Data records
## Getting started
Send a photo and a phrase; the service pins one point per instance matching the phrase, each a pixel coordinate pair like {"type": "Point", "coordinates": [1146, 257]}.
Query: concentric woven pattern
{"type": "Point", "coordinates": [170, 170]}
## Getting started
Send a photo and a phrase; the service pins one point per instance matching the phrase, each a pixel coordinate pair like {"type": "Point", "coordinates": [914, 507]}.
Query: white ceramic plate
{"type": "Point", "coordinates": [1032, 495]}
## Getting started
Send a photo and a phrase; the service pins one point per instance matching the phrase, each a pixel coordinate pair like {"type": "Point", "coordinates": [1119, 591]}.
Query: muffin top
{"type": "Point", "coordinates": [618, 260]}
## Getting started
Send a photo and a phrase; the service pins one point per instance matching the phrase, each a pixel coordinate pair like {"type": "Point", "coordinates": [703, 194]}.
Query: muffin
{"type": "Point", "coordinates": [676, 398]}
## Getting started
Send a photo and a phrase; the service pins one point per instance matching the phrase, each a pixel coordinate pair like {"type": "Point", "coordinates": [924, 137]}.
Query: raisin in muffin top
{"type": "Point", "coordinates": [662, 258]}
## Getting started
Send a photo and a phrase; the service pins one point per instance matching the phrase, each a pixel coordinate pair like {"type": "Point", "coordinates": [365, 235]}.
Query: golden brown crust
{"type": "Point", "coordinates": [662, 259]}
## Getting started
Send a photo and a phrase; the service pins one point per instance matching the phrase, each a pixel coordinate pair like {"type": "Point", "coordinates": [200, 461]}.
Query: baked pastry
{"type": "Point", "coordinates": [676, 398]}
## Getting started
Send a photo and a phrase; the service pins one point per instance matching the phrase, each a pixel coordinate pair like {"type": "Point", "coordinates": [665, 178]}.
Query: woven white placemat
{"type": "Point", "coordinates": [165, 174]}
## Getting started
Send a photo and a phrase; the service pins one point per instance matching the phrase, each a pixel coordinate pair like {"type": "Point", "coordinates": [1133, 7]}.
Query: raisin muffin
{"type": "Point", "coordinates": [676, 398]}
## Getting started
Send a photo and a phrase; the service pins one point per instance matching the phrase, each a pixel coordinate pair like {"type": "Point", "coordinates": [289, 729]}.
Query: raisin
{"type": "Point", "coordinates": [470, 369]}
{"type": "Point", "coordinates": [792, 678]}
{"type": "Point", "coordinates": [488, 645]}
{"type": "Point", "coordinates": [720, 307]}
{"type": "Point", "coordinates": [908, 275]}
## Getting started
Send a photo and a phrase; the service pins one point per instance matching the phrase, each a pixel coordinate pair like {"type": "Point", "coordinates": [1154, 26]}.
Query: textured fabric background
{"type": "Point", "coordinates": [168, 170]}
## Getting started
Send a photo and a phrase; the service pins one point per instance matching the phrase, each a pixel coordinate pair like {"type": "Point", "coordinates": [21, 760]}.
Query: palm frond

GIVEN REQUEST: All of the material above needs to be retyped word for word.

OUTPUT OF THE TASK:
## Getting started
Send a photo and a phrase; the service pins one point per instance matching the phrase, each a pixel coordinate pair like {"type": "Point", "coordinates": [1146, 257]}.
Query: concentric woven pattern
{"type": "Point", "coordinates": [170, 170]}
## Getting started
Send a photo and a phrase; the service pins one point per instance matching the phrase, each a pixel coordinate pair like {"type": "Point", "coordinates": [914, 507]}.
Query: white ceramic plate
{"type": "Point", "coordinates": [1032, 495]}
## Getting started
Send a photo and a phrase; the service pins one point per instance matching the phrase, each a pixel coordinate pair like {"type": "Point", "coordinates": [1119, 591]}.
Query: muffin top
{"type": "Point", "coordinates": [618, 260]}
## Getting started
Send a photo and a phrase; the service pins one point per instance matching the phrase, each a pixel coordinate pair like {"type": "Point", "coordinates": [703, 194]}.
Query: muffin
{"type": "Point", "coordinates": [676, 398]}
## Getting started
Send a photo and a phrase; the service pins one point per instance matching the phrase, each a pixel coordinate pair like {"type": "Point", "coordinates": [924, 137]}.
Query: raisin in muffin top
{"type": "Point", "coordinates": [662, 258]}
## Getting started
Send a photo and a phrase; the service pins one point per instance matching the phrase, each a pixel coordinate pair like {"type": "Point", "coordinates": [365, 235]}.
Query: golden brown crust
{"type": "Point", "coordinates": [662, 259]}
## Getting started
Send a photo and a phrase; the service pins one point per instance matching the phrase, each a pixel coordinate pair like {"type": "Point", "coordinates": [200, 461]}.
Query: baked pastry
{"type": "Point", "coordinates": [676, 398]}
## Getting started
Send a photo and a phrase; the service pins one point per instance matching the phrase, each a pixel coordinate pair like {"type": "Point", "coordinates": [665, 178]}.
Query: woven white placemat
{"type": "Point", "coordinates": [165, 174]}
## Getting started
Send a photo and a phrase; the service pins one point per instance matching the phrase, each a pixel coordinate pair like {"type": "Point", "coordinates": [1133, 7]}.
Query: raisin muffin
{"type": "Point", "coordinates": [676, 398]}
## Getting started
Send a photo and a phrase; the service pins one point per instance matching the phrase, each a pixel coordinate pair like {"type": "Point", "coordinates": [289, 729]}.
Query: raisin
{"type": "Point", "coordinates": [470, 369]}
{"type": "Point", "coordinates": [792, 678]}
{"type": "Point", "coordinates": [488, 645]}
{"type": "Point", "coordinates": [720, 307]}
{"type": "Point", "coordinates": [908, 275]}
## Getting started
Send a photo and a phrase; the service pins one point per instance matching the phrase, each a pixel coordinate pair like {"type": "Point", "coordinates": [1154, 26]}.
Query: textured fabric background
{"type": "Point", "coordinates": [168, 170]}
## Getting started
Send a photo and a phrase; the service pins one point per instance matching the phrase, each a pixel coordinate pair like {"type": "Point", "coordinates": [21, 760]}.
Query: palm frond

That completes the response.